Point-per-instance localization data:
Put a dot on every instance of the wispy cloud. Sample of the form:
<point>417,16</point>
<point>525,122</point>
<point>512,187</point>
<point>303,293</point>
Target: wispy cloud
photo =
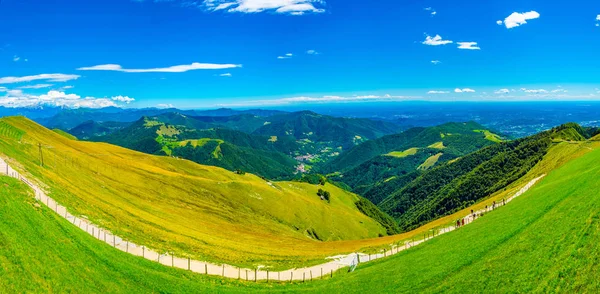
<point>16,98</point>
<point>170,69</point>
<point>47,77</point>
<point>534,91</point>
<point>468,45</point>
<point>436,41</point>
<point>517,19</point>
<point>124,99</point>
<point>286,56</point>
<point>323,99</point>
<point>431,10</point>
<point>38,86</point>
<point>290,7</point>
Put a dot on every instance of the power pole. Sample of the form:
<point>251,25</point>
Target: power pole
<point>41,155</point>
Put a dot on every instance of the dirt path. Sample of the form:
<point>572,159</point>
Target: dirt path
<point>224,270</point>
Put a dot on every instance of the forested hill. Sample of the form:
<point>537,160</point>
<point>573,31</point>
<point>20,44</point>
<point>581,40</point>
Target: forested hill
<point>226,148</point>
<point>455,185</point>
<point>313,127</point>
<point>453,138</point>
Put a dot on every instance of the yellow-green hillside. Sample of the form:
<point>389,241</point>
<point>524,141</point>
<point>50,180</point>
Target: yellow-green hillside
<point>176,205</point>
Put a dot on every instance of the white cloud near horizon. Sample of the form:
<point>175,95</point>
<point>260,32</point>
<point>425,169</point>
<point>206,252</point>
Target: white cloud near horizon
<point>323,99</point>
<point>286,56</point>
<point>437,40</point>
<point>170,69</point>
<point>124,99</point>
<point>468,45</point>
<point>38,86</point>
<point>16,98</point>
<point>290,7</point>
<point>517,19</point>
<point>47,77</point>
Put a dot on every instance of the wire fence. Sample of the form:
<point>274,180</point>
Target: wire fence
<point>351,261</point>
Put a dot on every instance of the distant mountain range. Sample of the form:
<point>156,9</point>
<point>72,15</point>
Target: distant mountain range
<point>270,146</point>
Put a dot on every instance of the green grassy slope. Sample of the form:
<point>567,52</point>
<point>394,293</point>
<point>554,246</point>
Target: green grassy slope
<point>167,134</point>
<point>457,138</point>
<point>307,125</point>
<point>544,241</point>
<point>176,205</point>
<point>457,185</point>
<point>41,252</point>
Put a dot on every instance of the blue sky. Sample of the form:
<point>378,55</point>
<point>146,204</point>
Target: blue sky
<point>206,53</point>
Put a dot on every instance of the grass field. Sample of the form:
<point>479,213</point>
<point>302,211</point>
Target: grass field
<point>544,241</point>
<point>205,212</point>
<point>178,206</point>
<point>431,161</point>
<point>405,153</point>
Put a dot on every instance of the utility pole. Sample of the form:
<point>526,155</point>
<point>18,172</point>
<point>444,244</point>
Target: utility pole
<point>41,155</point>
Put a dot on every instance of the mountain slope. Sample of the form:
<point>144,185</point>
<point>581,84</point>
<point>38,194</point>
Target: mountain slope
<point>178,135</point>
<point>453,138</point>
<point>544,241</point>
<point>337,132</point>
<point>461,183</point>
<point>178,206</point>
<point>396,156</point>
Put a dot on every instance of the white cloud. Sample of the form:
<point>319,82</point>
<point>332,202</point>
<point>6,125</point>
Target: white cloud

- **Task to carry out**: Above are the entries. Quote exactly the lines from the one bearing "Put a dot on every instance of the mountain" through the one bearing "<point>38,194</point>".

- **Response**:
Put a dot on every instance of the mountain slope. Sample of the form:
<point>144,185</point>
<point>581,84</point>
<point>38,194</point>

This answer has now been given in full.